Directions for this task:
Gather every line of the records below that contains the string "chain", and reproduce each such line in full.

Information given:
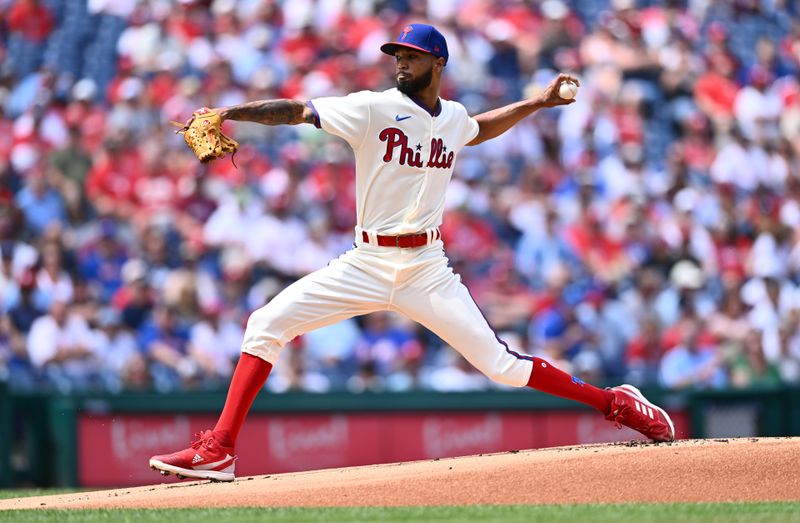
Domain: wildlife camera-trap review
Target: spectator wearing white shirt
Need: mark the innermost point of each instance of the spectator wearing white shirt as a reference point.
(61, 346)
(758, 107)
(215, 342)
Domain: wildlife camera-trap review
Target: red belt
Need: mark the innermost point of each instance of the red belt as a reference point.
(404, 241)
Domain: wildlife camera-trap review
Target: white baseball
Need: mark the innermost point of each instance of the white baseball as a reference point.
(567, 90)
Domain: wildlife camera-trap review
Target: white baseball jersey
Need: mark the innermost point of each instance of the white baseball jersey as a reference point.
(405, 155)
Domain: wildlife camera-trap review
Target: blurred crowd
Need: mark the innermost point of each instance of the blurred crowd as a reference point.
(647, 233)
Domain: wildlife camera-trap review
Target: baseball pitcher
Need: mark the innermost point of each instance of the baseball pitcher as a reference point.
(406, 141)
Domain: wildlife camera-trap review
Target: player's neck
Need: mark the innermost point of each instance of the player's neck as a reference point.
(429, 97)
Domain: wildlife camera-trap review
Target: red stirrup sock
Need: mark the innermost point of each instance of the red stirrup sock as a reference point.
(248, 379)
(546, 378)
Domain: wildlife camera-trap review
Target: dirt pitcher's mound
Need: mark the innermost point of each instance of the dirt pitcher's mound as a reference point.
(757, 469)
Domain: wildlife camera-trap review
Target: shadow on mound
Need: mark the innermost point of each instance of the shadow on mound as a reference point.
(755, 469)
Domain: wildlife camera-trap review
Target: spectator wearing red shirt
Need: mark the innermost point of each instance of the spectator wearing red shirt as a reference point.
(715, 91)
(31, 20)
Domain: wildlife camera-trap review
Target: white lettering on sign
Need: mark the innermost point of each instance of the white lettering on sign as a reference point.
(133, 438)
(450, 438)
(289, 438)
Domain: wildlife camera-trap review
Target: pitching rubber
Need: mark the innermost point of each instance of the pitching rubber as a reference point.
(636, 392)
(212, 475)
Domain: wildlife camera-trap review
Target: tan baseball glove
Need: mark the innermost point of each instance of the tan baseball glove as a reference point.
(203, 134)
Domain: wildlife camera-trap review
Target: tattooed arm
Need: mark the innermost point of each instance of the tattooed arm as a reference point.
(269, 112)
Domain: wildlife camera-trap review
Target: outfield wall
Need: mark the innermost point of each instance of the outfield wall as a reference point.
(105, 440)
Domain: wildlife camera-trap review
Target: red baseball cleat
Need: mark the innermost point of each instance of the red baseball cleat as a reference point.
(204, 459)
(630, 408)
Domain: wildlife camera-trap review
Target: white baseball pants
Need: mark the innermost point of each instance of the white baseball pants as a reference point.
(417, 283)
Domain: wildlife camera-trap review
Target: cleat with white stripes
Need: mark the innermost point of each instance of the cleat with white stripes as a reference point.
(206, 458)
(630, 408)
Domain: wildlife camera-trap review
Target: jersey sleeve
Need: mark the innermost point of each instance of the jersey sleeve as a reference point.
(344, 116)
(469, 126)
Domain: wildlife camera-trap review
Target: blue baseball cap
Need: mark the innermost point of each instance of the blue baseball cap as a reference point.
(422, 37)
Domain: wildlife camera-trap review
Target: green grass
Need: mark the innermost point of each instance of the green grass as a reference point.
(640, 513)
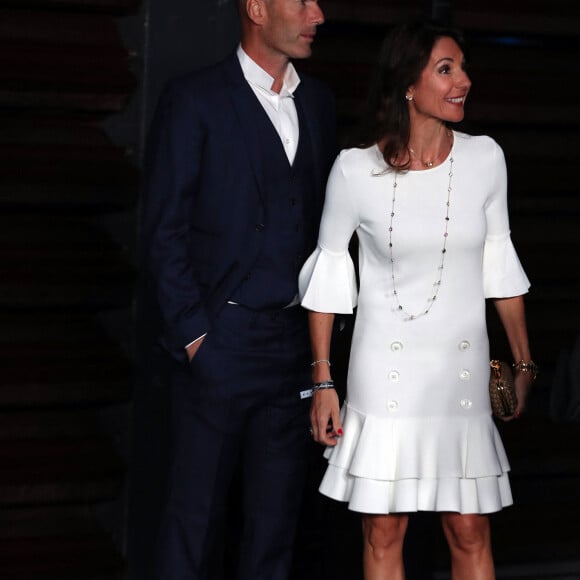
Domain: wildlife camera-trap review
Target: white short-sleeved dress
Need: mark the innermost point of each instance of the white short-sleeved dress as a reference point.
(418, 430)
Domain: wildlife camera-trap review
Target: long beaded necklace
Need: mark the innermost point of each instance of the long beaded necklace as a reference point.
(437, 284)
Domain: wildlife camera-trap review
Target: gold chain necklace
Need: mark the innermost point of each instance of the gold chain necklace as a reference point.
(437, 284)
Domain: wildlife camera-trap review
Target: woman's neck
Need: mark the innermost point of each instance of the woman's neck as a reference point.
(429, 147)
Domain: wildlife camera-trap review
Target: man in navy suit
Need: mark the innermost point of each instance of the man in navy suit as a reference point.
(237, 162)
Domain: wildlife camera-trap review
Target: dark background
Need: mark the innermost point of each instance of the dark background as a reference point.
(83, 410)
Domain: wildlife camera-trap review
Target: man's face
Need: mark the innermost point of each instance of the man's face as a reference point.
(289, 27)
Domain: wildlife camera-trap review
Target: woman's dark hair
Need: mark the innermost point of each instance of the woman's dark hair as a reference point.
(403, 56)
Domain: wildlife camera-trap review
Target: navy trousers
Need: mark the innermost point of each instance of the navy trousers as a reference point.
(239, 404)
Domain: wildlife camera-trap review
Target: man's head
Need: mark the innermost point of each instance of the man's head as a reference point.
(275, 31)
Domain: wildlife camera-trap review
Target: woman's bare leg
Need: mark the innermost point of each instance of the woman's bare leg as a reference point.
(383, 537)
(469, 539)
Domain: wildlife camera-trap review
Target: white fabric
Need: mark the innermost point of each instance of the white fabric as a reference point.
(279, 107)
(418, 431)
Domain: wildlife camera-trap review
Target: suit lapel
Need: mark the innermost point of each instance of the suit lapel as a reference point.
(251, 117)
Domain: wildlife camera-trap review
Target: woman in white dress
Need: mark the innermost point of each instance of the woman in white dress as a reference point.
(428, 206)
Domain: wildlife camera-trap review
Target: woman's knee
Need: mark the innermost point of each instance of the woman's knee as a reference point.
(382, 532)
(467, 532)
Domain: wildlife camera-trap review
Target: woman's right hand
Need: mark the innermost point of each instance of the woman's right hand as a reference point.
(325, 417)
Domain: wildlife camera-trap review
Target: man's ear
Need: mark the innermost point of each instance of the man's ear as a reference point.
(256, 10)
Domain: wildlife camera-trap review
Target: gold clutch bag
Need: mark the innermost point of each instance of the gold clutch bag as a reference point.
(502, 393)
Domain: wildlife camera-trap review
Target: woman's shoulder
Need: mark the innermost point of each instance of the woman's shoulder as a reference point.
(475, 144)
(360, 161)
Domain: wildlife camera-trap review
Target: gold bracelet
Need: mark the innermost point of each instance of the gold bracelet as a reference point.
(527, 367)
(319, 361)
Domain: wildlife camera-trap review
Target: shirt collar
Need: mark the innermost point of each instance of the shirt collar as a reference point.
(258, 77)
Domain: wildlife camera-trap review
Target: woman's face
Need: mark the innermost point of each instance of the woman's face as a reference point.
(442, 88)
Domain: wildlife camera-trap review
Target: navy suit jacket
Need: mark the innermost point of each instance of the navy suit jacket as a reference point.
(204, 185)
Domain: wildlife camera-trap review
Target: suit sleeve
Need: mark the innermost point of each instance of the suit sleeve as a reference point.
(171, 174)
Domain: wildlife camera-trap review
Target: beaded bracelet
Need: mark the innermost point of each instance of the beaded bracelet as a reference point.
(527, 367)
(317, 362)
(323, 385)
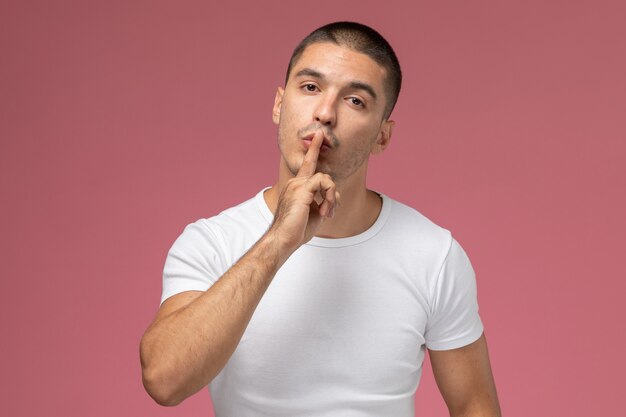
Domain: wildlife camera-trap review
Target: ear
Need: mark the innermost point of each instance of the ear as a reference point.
(384, 137)
(278, 101)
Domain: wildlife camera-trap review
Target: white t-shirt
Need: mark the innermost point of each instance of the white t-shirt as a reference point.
(342, 328)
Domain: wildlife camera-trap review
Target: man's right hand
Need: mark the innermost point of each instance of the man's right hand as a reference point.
(298, 215)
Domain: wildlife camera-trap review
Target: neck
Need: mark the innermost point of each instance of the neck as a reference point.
(358, 208)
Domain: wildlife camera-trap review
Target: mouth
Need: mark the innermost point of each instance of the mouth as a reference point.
(308, 139)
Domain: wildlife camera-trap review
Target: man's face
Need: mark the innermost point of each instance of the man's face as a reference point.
(341, 92)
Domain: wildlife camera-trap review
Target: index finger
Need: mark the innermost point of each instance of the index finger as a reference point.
(310, 158)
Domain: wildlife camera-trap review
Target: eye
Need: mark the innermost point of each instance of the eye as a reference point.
(356, 102)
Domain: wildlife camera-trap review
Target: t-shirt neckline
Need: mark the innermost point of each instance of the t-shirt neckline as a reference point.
(338, 242)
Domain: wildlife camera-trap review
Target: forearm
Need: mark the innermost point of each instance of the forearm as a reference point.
(489, 409)
(184, 351)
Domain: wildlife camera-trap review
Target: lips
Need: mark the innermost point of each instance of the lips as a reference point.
(308, 139)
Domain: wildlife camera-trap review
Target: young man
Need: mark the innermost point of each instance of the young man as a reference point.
(319, 296)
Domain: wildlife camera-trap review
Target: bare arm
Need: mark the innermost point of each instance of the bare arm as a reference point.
(195, 333)
(465, 380)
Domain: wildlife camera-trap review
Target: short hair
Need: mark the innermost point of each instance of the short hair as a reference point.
(363, 39)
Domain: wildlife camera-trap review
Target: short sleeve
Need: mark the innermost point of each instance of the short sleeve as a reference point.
(454, 321)
(195, 261)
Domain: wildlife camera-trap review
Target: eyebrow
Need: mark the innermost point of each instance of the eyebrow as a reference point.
(356, 85)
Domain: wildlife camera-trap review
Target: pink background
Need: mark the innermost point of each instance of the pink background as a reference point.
(122, 121)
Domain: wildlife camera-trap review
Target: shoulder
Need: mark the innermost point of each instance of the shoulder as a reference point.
(231, 231)
(413, 228)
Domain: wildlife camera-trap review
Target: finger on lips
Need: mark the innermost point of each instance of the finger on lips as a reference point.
(310, 158)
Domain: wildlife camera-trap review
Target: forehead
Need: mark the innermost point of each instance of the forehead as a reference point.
(341, 64)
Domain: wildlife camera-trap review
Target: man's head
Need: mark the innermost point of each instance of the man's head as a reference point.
(365, 40)
(342, 91)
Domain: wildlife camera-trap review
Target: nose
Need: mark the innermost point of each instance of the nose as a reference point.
(325, 111)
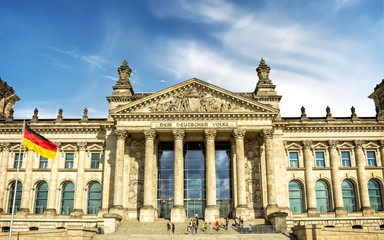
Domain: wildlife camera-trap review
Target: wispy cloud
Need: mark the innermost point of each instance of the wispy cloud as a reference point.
(92, 60)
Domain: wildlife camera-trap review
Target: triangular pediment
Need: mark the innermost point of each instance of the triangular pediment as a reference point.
(194, 96)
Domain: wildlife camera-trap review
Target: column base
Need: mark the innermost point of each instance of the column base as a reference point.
(178, 214)
(147, 214)
(77, 213)
(340, 212)
(367, 211)
(242, 211)
(211, 213)
(271, 208)
(313, 212)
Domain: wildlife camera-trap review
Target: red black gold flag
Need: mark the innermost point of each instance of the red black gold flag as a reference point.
(38, 143)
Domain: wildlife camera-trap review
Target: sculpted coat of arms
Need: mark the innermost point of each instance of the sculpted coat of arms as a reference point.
(191, 100)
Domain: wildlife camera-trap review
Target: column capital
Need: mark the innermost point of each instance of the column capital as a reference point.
(82, 146)
(359, 143)
(268, 133)
(239, 133)
(178, 134)
(307, 144)
(121, 134)
(6, 146)
(333, 143)
(210, 134)
(149, 134)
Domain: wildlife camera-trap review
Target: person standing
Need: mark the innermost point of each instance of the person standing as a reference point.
(168, 228)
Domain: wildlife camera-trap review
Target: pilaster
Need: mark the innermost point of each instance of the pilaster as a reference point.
(271, 181)
(362, 179)
(310, 185)
(178, 211)
(336, 186)
(147, 212)
(211, 210)
(241, 209)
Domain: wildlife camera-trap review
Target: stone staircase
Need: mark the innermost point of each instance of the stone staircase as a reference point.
(133, 229)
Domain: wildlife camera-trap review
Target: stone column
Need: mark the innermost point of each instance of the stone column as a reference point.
(51, 205)
(147, 212)
(270, 165)
(27, 184)
(79, 194)
(234, 174)
(211, 210)
(310, 185)
(241, 209)
(362, 179)
(121, 135)
(336, 186)
(3, 174)
(178, 211)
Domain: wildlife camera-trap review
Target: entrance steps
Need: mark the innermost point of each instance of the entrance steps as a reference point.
(133, 229)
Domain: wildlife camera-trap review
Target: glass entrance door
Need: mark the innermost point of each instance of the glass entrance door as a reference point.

The solution:
Target: gold chain necklace
Need: mark the innermost point of each instance of the gold chain necklace as a reference point.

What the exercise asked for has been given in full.